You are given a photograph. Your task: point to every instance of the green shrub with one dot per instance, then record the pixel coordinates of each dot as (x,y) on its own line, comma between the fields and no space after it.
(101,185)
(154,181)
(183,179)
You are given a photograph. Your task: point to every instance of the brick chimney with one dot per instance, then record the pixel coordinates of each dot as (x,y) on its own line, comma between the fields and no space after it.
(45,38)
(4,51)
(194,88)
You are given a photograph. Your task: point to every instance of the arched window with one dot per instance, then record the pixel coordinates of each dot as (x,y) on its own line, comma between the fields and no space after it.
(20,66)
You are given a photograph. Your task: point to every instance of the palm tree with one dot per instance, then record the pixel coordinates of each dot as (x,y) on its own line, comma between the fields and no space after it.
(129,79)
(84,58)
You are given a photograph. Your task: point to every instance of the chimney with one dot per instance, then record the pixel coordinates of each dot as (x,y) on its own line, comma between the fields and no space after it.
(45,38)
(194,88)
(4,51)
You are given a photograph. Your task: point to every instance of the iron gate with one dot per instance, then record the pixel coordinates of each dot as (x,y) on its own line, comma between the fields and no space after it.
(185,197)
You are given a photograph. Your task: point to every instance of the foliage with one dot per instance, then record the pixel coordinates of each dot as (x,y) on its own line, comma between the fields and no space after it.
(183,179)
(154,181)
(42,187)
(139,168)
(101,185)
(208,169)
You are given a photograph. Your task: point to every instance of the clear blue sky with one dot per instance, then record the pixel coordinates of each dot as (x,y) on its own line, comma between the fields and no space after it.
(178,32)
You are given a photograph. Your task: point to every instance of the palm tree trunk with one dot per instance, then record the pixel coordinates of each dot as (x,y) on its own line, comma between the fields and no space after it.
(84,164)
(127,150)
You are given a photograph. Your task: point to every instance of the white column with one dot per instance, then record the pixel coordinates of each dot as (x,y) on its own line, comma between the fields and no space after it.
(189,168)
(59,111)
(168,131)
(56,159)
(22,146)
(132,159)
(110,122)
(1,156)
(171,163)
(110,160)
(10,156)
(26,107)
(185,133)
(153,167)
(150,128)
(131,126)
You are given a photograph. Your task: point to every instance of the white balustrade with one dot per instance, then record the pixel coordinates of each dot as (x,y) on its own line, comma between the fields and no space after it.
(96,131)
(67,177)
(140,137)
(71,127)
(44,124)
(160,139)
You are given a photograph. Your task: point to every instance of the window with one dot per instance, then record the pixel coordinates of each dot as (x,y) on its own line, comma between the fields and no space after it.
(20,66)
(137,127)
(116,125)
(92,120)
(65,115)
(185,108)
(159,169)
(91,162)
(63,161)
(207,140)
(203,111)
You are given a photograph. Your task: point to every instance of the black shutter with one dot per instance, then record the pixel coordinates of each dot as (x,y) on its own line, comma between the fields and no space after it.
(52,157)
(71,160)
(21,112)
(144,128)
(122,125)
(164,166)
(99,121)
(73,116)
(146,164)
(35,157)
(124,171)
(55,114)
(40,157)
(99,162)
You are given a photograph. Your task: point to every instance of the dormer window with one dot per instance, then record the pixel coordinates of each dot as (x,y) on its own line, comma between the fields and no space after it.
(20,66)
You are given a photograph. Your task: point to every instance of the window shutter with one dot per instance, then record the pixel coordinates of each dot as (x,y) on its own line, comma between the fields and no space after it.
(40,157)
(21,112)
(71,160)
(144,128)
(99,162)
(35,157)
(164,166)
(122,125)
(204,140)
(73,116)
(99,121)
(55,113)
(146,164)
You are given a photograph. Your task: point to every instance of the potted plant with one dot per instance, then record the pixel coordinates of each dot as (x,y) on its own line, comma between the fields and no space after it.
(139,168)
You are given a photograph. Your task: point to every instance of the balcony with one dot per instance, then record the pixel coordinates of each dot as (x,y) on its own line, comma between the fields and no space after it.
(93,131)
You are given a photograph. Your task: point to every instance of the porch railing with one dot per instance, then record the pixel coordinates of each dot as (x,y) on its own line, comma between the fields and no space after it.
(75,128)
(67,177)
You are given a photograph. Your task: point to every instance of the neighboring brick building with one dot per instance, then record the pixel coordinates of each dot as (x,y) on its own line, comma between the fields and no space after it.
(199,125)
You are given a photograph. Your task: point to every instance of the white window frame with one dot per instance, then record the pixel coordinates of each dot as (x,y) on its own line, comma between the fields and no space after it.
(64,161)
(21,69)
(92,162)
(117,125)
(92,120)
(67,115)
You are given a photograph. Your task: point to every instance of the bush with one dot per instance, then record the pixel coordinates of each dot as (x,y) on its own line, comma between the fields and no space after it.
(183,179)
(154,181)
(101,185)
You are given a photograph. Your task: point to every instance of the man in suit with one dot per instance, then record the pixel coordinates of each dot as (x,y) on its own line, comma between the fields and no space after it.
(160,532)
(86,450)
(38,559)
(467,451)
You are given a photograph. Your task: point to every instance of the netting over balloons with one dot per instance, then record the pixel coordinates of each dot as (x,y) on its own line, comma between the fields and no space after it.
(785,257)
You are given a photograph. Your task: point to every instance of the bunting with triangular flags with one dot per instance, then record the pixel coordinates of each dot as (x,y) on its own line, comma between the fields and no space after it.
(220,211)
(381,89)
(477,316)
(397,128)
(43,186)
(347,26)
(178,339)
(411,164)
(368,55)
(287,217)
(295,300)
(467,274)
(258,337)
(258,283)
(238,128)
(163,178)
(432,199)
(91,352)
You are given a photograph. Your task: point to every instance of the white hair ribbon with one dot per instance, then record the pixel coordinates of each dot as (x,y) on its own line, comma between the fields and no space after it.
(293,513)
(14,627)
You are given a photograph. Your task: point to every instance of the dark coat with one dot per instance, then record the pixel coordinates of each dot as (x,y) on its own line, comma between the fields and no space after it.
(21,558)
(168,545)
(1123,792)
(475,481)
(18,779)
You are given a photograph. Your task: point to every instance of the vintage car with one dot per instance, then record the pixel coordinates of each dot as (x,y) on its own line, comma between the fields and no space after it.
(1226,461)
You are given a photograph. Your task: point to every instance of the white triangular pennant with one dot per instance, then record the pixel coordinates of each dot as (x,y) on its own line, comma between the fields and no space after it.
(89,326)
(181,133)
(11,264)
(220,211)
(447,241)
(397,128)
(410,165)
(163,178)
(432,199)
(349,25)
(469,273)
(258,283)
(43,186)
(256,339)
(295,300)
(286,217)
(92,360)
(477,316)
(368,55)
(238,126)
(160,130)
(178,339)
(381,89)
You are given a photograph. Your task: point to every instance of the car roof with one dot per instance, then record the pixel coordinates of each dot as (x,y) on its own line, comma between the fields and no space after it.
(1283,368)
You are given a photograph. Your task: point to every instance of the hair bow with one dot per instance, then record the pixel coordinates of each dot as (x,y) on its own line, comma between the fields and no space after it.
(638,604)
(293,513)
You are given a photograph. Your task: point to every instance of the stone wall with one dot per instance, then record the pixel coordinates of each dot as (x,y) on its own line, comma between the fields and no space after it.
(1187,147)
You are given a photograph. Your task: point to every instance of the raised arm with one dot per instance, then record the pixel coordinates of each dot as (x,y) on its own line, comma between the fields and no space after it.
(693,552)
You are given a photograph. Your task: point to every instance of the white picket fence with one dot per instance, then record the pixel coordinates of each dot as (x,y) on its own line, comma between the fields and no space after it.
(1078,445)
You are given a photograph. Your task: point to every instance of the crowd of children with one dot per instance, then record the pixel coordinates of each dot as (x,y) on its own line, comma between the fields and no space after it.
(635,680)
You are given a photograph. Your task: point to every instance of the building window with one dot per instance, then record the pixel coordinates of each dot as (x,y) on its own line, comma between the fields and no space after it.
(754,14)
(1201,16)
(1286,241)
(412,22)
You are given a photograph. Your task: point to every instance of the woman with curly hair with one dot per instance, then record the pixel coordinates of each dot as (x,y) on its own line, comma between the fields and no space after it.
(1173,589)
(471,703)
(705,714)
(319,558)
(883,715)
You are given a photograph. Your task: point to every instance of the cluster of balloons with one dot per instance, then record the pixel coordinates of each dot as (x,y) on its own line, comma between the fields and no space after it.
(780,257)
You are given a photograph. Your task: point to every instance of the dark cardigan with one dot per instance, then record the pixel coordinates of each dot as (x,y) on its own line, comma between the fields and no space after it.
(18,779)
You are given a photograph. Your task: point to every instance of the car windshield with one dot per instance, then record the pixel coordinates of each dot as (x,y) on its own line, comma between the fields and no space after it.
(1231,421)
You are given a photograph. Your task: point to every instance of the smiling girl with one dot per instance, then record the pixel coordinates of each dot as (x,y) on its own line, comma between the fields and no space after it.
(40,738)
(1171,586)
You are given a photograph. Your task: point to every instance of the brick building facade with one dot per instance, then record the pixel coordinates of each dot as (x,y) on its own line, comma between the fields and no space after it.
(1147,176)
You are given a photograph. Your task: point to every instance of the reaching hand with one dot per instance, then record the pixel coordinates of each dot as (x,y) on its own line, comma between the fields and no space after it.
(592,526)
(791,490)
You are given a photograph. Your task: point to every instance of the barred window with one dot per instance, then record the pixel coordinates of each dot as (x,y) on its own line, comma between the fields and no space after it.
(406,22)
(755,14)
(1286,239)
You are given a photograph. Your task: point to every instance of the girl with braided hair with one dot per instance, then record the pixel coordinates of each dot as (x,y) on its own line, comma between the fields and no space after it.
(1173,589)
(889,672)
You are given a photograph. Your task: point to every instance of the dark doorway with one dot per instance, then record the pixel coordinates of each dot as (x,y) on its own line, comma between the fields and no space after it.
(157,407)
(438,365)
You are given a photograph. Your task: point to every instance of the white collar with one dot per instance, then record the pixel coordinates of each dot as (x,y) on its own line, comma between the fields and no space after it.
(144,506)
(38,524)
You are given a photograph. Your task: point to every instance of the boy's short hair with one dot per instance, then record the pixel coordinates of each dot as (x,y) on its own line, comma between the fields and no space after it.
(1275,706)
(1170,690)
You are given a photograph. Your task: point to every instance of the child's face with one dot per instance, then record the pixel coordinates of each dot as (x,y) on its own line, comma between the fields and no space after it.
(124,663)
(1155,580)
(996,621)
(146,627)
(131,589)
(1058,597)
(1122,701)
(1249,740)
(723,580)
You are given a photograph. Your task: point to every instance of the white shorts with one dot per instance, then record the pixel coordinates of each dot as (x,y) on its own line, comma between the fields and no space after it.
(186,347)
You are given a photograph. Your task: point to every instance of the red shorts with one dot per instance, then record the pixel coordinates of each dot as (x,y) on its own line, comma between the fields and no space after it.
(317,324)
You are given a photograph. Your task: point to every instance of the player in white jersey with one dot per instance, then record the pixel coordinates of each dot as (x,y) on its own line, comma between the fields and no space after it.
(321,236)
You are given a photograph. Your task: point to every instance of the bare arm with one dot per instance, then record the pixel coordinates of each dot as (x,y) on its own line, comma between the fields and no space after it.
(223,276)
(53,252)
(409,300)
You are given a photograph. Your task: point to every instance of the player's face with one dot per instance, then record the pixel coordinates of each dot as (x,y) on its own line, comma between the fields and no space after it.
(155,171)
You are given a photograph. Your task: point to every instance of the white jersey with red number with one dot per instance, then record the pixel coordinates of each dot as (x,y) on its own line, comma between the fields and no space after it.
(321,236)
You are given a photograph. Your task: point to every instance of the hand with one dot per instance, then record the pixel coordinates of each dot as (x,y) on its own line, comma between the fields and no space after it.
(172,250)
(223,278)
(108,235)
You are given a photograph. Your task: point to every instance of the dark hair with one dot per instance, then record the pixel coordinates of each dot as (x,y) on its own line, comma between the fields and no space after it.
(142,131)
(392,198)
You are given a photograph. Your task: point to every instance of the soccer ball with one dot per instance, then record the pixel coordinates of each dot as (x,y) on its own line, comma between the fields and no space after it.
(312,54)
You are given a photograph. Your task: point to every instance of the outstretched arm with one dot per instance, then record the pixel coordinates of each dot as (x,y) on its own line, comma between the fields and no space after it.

+ + +

• Task brief
Rewrite the data starting at the line that contains "of the soccer" and ending at the end of the data, replacing "soccer ball" with "football" and leaving everything else unchanged.

• Exercise result
You are given a photograph. Your task: point to every instance of the football with one dot per instance, then record the pixel coordinates of each dot as (x,y) on its own line, comma between the fields and no space after it.
(312,54)
You are given a photograph. Your task: point to every instance of the outstretched arm with one dot per instance, then record the pixel coordinates of each dot as (x,y) on its own line, comma between the fields and no space after it.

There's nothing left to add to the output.